### SOURCE DATA
+ + + + +
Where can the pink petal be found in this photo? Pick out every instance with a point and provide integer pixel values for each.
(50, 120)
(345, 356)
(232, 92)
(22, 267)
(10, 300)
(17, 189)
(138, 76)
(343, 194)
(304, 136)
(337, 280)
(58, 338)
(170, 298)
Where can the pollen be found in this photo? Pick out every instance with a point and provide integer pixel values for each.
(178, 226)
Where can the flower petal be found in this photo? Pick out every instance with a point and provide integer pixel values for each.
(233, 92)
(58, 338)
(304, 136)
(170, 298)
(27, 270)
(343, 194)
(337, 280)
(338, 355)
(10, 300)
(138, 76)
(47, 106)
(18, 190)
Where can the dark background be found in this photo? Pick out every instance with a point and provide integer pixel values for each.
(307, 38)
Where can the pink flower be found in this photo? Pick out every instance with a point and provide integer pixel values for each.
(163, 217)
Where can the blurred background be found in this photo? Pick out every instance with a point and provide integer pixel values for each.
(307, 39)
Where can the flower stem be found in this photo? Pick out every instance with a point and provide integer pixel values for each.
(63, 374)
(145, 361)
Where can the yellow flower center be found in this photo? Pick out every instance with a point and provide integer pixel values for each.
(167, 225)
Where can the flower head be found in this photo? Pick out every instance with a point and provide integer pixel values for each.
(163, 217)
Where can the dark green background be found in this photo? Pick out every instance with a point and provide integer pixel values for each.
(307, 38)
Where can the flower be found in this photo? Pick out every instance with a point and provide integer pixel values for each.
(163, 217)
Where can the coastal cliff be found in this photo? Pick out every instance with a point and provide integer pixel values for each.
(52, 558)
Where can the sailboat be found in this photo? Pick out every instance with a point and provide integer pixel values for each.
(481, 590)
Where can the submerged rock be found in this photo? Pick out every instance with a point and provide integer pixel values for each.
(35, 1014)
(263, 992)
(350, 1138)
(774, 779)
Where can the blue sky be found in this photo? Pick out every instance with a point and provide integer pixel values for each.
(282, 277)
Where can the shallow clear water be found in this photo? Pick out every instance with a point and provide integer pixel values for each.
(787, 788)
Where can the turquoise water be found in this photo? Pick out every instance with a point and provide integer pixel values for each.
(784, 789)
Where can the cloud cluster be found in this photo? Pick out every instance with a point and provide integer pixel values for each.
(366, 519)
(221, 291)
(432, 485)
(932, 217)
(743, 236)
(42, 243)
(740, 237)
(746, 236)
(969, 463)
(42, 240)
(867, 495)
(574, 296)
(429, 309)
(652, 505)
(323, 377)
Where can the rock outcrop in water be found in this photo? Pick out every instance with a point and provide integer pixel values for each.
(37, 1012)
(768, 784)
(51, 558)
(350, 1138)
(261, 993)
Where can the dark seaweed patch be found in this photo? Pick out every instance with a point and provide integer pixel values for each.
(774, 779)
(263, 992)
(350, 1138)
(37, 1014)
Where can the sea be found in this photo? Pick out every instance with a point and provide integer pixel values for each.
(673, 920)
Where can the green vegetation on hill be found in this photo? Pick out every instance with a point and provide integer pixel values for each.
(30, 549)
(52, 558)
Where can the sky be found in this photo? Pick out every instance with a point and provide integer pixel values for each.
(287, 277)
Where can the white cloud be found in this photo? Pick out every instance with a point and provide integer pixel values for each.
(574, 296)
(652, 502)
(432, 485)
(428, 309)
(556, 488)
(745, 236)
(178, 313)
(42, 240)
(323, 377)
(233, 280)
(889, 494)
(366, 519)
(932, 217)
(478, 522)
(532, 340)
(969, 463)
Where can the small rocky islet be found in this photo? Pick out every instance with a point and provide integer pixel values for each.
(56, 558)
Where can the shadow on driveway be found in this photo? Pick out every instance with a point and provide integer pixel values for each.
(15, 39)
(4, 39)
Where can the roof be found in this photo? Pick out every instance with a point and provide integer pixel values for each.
+ + + + +
### TO DO
Reproduce the data verbatim, line for line.

### THE COMPLETED TASK
Where can the pink petal be found in this photo? Pick out every instance with a point and provide integer pixel values for each.
(50, 120)
(345, 356)
(232, 92)
(22, 267)
(10, 300)
(17, 189)
(138, 76)
(343, 194)
(304, 136)
(337, 280)
(58, 338)
(170, 298)
Where can the pollen be found in this photo? Pick out every instance with a point and provide integer pixel values for each.
(178, 226)
Where can the flower petal be found in this photo? Pick out every instance with a point and provide integer pixel values for each.
(233, 92)
(58, 338)
(304, 136)
(170, 298)
(27, 270)
(343, 194)
(337, 280)
(338, 355)
(10, 300)
(138, 76)
(47, 106)
(18, 190)
Where can the dark background be found in this photo? Pick out every instance with a point and provide integer pixel values for each.
(307, 38)
Where can the pink flower be found in this photo? Pick out every instance with a point and provide integer pixel values for each.
(163, 217)
Where can the blurred background be found in this photo? Pick out every instance with a point and provide integer pixel values for each.
(307, 39)
Where can the flower stem be found in this photo? Pick out every instance with a point and provide integer pixel values for each.
(63, 374)
(145, 361)
Where can the yellow flower center be found in this photo? Pick out every instance with a point and provide integer pixel values for each.
(167, 225)
Where can the flower head be found in this photo? Pick out every instance with a point and provide integer pixel values for each.
(163, 217)
Where can the dark green background be found in this photo? Pick out every instance with a point and provide integer pixel values for each.
(307, 38)
Where can the flower be found in this photo? Pick out every instance with a point and provide integer pixel values for each.
(163, 217)
Where can the coastal cliff be found in this photo? Pick out every instance with a point and provide integer pixel values for each.
(52, 558)
Where can the sailboat be found in this photo? Pick out every instance with a point and provide integer pixel values for each.
(481, 590)
Where can the submerged rock be found in this photo? Pick out every instance with a point and provide integer pixel values for each.
(35, 1014)
(263, 992)
(350, 1138)
(774, 779)
Where can the blue sky be found in this photo? Pick out every instance with a point and provide integer pixel values for each.
(282, 277)
Where can the shallow clear water be found in this photo? Pick out every instance with a point and provide integer pixel values for each.
(787, 788)
Where can the turquoise water be found in this photo? Pick out every instance with a point and provide integer pixel values for each.
(784, 789)
Where can the cloud cluster be found in this photo? Pick out every instance with a point and provide integer pixel values for each.
(366, 519)
(221, 291)
(432, 485)
(932, 217)
(743, 236)
(42, 243)
(740, 237)
(746, 236)
(969, 463)
(42, 240)
(867, 495)
(574, 296)
(429, 309)
(652, 505)
(323, 377)
Where can the rock outcrop in water be found in this photo? Pick out every instance with a point and provide integer pixel values for each.
(37, 1012)
(768, 784)
(51, 558)
(350, 1138)
(261, 993)
Where can the dark seaweed patch be found in this photo? Pick out every instance with a point and provide integer pixel values for each.
(774, 779)
(263, 992)
(350, 1138)
(37, 1014)
Where can the sea be found in this photo? Pick out every instance with a point and provide integer pixel values for each.
(673, 920)
Where can the green vegetation on hill be found in this photo? Pick out every instance with a point and provide integer pixel values for each.
(30, 549)
(52, 558)
Where can the sky be found in this photo? Pick out every instance with a point and provide integer pixel values for each.
(287, 277)
Where can the white cloud be found in this photo? Pick out every instance with a point and provide integer pixel values for each.
(574, 296)
(652, 502)
(432, 485)
(428, 309)
(556, 488)
(745, 236)
(178, 313)
(42, 240)
(323, 377)
(233, 280)
(889, 494)
(366, 519)
(932, 217)
(478, 522)
(532, 340)
(969, 463)
Where can the small rocky islet be found in this photo? Pick out every instance with a point and provide integer pixel values for each.
(56, 558)
Where can the shadow on driveway be found in this photo? Pick out every instance with a point and provide integer pixel values for each.
(15, 39)
(4, 39)
Where can the roof be found in this photo? Pick out every instance with a point and provide integer pixel values for each.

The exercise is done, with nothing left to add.